EXERCISE TASK:
Transcribe everything below from the line containing "[outline] **balcony balustrade**" down to the end of the listing, and leave the picture out.

* Start *

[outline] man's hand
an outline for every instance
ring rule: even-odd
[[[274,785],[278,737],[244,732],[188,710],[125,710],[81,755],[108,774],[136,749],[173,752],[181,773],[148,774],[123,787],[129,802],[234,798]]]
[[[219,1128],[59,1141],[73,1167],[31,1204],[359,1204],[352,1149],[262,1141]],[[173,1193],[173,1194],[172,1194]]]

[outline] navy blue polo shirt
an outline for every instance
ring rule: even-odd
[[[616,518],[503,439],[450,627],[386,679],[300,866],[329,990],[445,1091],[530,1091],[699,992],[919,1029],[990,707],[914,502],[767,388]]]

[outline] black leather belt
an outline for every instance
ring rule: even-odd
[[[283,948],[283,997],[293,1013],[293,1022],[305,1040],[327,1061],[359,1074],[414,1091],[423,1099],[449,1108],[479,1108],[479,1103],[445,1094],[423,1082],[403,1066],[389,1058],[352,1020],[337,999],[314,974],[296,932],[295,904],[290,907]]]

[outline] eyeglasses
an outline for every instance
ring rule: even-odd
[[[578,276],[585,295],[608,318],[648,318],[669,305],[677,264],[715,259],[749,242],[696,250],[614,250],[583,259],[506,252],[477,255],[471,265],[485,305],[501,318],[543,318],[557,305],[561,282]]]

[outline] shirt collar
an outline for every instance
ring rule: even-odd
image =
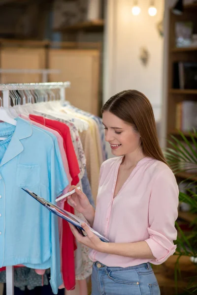
[[[18,118],[16,119],[17,121],[16,128],[10,142],[1,160],[0,167],[7,163],[23,151],[24,147],[20,141],[29,137],[32,135],[32,127],[29,122],[20,118]]]

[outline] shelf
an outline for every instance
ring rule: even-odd
[[[197,89],[170,89],[169,93],[175,94],[197,94]]]
[[[60,28],[55,29],[54,30],[56,31],[76,31],[79,30],[102,30],[104,27],[103,20],[97,20],[95,21],[84,22],[79,23],[72,26],[65,27],[64,28]]]
[[[196,173],[187,173],[187,172],[179,172],[176,173],[175,176],[182,178],[190,178],[191,180],[196,180],[197,181],[197,175]]]
[[[186,52],[188,51],[197,51],[197,46],[194,46],[194,47],[175,47],[171,49],[171,52]]]
[[[193,222],[197,219],[197,214],[194,214],[190,212],[181,212],[180,211],[178,213],[178,217],[186,221]]]
[[[28,0],[1,0],[0,6],[12,4],[27,4],[28,2]]]
[[[197,8],[197,3],[190,3],[190,4],[186,4],[184,6],[184,8]]]
[[[180,130],[181,131],[181,130]],[[185,136],[186,137],[190,137],[190,134],[189,132],[184,132],[184,131],[181,131],[182,133],[184,135],[185,135]],[[195,134],[191,132],[192,135],[193,135],[194,136],[194,137],[196,137],[196,135],[195,135]],[[180,134],[179,134],[178,131],[177,130],[171,130],[169,132],[169,134],[171,134],[172,135],[179,135],[179,136],[181,136]]]

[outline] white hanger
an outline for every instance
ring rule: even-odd
[[[2,99],[0,97],[0,100],[2,106]],[[11,125],[14,125],[14,126],[16,126],[17,124],[16,121],[9,116],[6,109],[2,106],[0,108],[0,120],[3,122],[9,123],[9,124],[11,124]],[[6,137],[0,137],[0,140],[5,140],[6,138]]]

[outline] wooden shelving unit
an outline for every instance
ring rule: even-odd
[[[185,135],[185,136],[186,137],[190,137],[190,134],[189,132],[182,132],[182,133],[184,134],[184,135]],[[169,135],[178,135],[179,136],[180,136],[180,135],[177,129],[175,129],[174,130],[170,130],[169,132]],[[194,137],[197,137],[197,136],[193,133],[193,132],[191,132],[191,134],[193,136],[194,136]]]
[[[167,85],[167,138],[168,139],[173,140],[170,137],[170,135],[173,135],[179,140],[181,139],[181,136],[179,134],[178,131],[176,129],[176,110],[177,104],[185,100],[197,101],[197,89],[175,89],[173,88],[173,63],[179,61],[182,62],[197,62],[197,46],[187,47],[187,48],[176,48],[175,36],[175,24],[176,22],[187,22],[191,21],[194,23],[194,30],[197,30],[197,3],[192,3],[185,5],[184,12],[182,15],[176,15],[170,11],[169,19],[169,31],[168,31],[168,71],[167,73],[168,85]],[[194,33],[196,33],[196,31],[194,31]],[[184,135],[189,139],[190,137],[189,132],[184,132]],[[194,136],[194,134],[193,134]],[[196,137],[196,136],[195,136]],[[172,148],[172,147],[167,143],[167,146]],[[189,178],[188,181],[192,182],[196,181],[197,182],[197,173],[192,174],[187,172],[181,172],[175,174],[177,182]],[[190,212],[179,212],[179,222],[181,224],[182,221],[188,223],[188,225],[191,223],[195,222],[197,219],[197,214],[192,213]],[[188,226],[189,231],[190,231],[190,227]],[[175,261],[177,259],[177,257],[173,256],[172,259]],[[170,258],[164,264],[166,266],[166,271],[170,272],[171,267],[171,263],[168,263],[168,262],[171,259]],[[189,269],[191,266],[194,266],[194,265],[191,263],[189,257],[186,257],[184,260],[184,266],[183,267],[183,271],[185,268]],[[173,272],[174,272],[174,261],[173,263],[173,269],[172,268],[172,277],[173,276]],[[190,271],[188,270],[188,273]],[[158,281],[160,280],[160,274],[158,274]],[[188,277],[190,276],[189,274]],[[169,276],[168,277],[169,278]],[[161,279],[162,282],[163,282],[163,278]],[[173,285],[173,282],[165,280],[166,284]],[[179,282],[179,285],[180,286],[182,283],[185,284],[187,280],[182,280],[182,282]],[[187,285],[187,284],[186,284]],[[186,286],[185,286],[185,287]],[[172,294],[175,294],[175,292]],[[178,293],[181,294],[181,293]]]
[[[173,89],[169,90],[169,93],[174,94],[196,94],[197,95],[197,89]]]
[[[97,20],[93,21],[78,23],[72,26],[68,26],[62,28],[55,29],[54,30],[62,32],[74,31],[81,30],[95,31],[102,30],[104,27],[103,20]]]

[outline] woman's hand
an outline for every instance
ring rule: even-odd
[[[67,202],[70,206],[82,214],[87,211],[90,207],[89,201],[85,194],[76,189],[76,186],[72,185],[69,189],[70,192],[75,189],[75,192],[67,197]]]
[[[102,242],[99,237],[93,234],[86,224],[82,223],[81,225],[83,230],[86,233],[87,236],[83,236],[79,234],[77,230],[72,224],[69,223],[69,225],[78,242],[85,245],[91,249],[93,249],[93,250],[102,252],[102,249],[104,249],[104,244],[105,243]]]

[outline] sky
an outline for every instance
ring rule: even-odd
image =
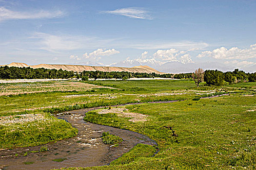
[[[0,0],[0,65],[149,60],[255,68],[256,1]]]

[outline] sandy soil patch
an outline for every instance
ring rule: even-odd
[[[109,113],[114,113],[118,114],[118,116],[124,118],[132,118],[129,121],[133,122],[137,121],[147,121],[147,115],[144,115],[138,113],[128,112],[129,110],[123,108],[114,108],[111,109],[100,110],[98,113],[100,114],[105,114]]]
[[[2,116],[0,117],[0,124],[5,125],[17,123],[23,123],[36,120],[45,121],[49,120],[45,119],[41,114],[25,114]]]

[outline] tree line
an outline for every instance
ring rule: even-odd
[[[133,73],[125,71],[104,72],[101,71],[83,71],[74,72],[73,71],[63,70],[61,69],[33,68],[30,67],[18,68],[8,66],[0,67],[0,79],[69,79],[82,78],[87,80],[89,78],[122,79],[130,78],[173,78],[172,74],[159,74],[156,73]]]
[[[217,70],[197,70],[195,73],[177,74],[159,74],[156,73],[133,73],[126,71],[104,72],[101,71],[83,71],[74,72],[73,71],[63,70],[61,69],[33,68],[30,67],[18,68],[8,66],[0,67],[0,79],[69,79],[81,78],[88,80],[89,78],[122,79],[126,80],[131,78],[169,78],[176,79],[193,78],[198,86],[199,83],[204,81],[208,85],[221,85],[227,84],[232,84],[243,82],[256,82],[256,73],[245,73],[236,69],[234,71],[223,72]]]
[[[235,69],[234,71],[223,72],[217,70],[207,70],[204,71],[203,79],[208,85],[221,85],[239,82],[256,82],[256,72],[245,73]]]

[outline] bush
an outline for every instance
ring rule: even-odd
[[[121,137],[114,135],[111,135],[109,132],[103,132],[101,138],[102,142],[105,144],[114,144],[123,141]]]
[[[47,151],[49,150],[49,149],[48,149],[48,147],[46,145],[42,146],[41,148],[40,148],[40,150],[39,150],[39,152],[44,152],[44,151]]]

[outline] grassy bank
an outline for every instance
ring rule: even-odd
[[[55,88],[51,87],[51,91],[0,96],[0,116],[39,114],[46,118],[45,121],[1,125],[0,148],[37,145],[76,135],[77,131],[68,123],[57,119],[49,113],[127,103],[178,100],[171,103],[123,106],[131,112],[147,115],[147,121],[142,122],[129,121],[129,118],[117,113],[88,113],[86,121],[149,136],[158,143],[160,152],[151,157],[157,148],[139,145],[109,166],[85,169],[255,168],[256,124],[253,110],[256,104],[255,96],[252,95],[256,94],[255,83],[222,87],[202,84],[198,88],[191,80],[88,81],[80,82],[79,85],[83,83],[87,86],[89,83],[117,89],[96,86],[88,89],[82,85],[78,89],[68,85],[64,92],[58,91],[58,88],[52,91]],[[199,99],[223,93],[231,95]]]
[[[234,95],[125,106],[131,112],[148,115],[149,119],[143,122],[92,111],[85,120],[146,135],[157,141],[160,152],[154,157],[132,161],[128,160],[133,153],[129,153],[116,161],[122,163],[80,169],[254,170],[256,115],[250,110],[255,109],[255,101],[254,96]],[[137,152],[145,152],[141,149]]]

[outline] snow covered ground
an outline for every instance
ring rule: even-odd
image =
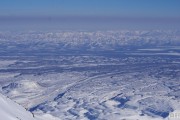
[[[1,120],[35,120],[33,114],[0,94]]]
[[[180,110],[179,31],[8,35],[1,93],[35,119],[174,120]]]

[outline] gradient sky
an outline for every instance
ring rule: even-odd
[[[19,22],[36,26],[46,21],[44,24],[49,26],[53,22],[64,27],[77,23],[86,27],[99,23],[99,27],[106,24],[121,27],[128,21],[127,25],[159,22],[172,27],[174,23],[179,25],[179,11],[180,0],[1,0],[0,25],[7,27],[6,24]]]

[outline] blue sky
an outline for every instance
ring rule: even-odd
[[[180,17],[180,0],[1,0],[0,15]]]
[[[1,29],[180,28],[180,0],[1,0]]]

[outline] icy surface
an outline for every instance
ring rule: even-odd
[[[1,94],[0,116],[1,120],[35,120],[29,111]]]
[[[42,120],[163,120],[180,110],[179,31],[1,33],[1,93]]]

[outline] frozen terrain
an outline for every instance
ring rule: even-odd
[[[29,111],[1,94],[0,116],[1,120],[35,120]]]
[[[180,110],[179,31],[1,32],[0,43],[1,93],[37,119],[169,120]]]

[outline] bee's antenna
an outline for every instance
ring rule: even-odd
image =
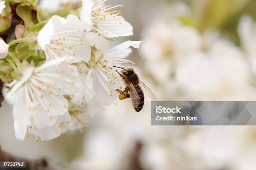
[[[113,66],[113,67],[115,67],[115,68],[120,68],[120,69],[121,69],[125,70],[125,69],[124,69],[124,68],[120,68],[120,67],[117,67],[117,66]]]

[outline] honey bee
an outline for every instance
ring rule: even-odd
[[[123,100],[131,98],[135,110],[138,112],[143,108],[144,102],[144,94],[153,100],[156,101],[156,97],[154,93],[139,79],[138,75],[134,72],[132,68],[124,69],[121,71],[121,73],[117,70],[117,72],[124,81],[126,87],[123,91],[116,89],[115,91],[120,93],[119,99]]]

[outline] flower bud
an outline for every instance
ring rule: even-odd
[[[2,13],[3,10],[5,8],[5,1],[0,2],[0,14]]]
[[[6,57],[9,50],[9,45],[0,39],[0,60]]]

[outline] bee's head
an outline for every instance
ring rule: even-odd
[[[133,74],[133,69],[131,68],[127,68],[121,71],[121,72],[125,75],[129,75]]]

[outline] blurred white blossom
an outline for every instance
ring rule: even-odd
[[[140,50],[145,65],[150,66],[149,73],[162,83],[175,73],[177,65],[200,48],[200,35],[195,28],[183,25],[174,19],[170,21],[168,23],[158,21],[146,28]]]

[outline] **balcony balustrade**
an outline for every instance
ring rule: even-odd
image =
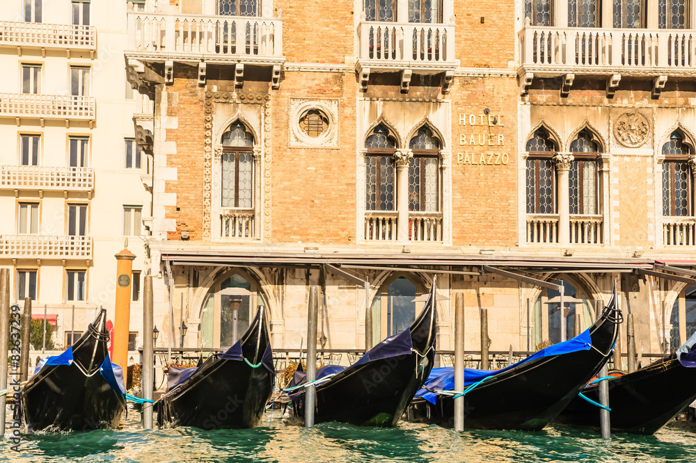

* End *

FULL RESPONSE:
[outline] **balcony balustrade**
an outline for every instance
ring rule: even-odd
image =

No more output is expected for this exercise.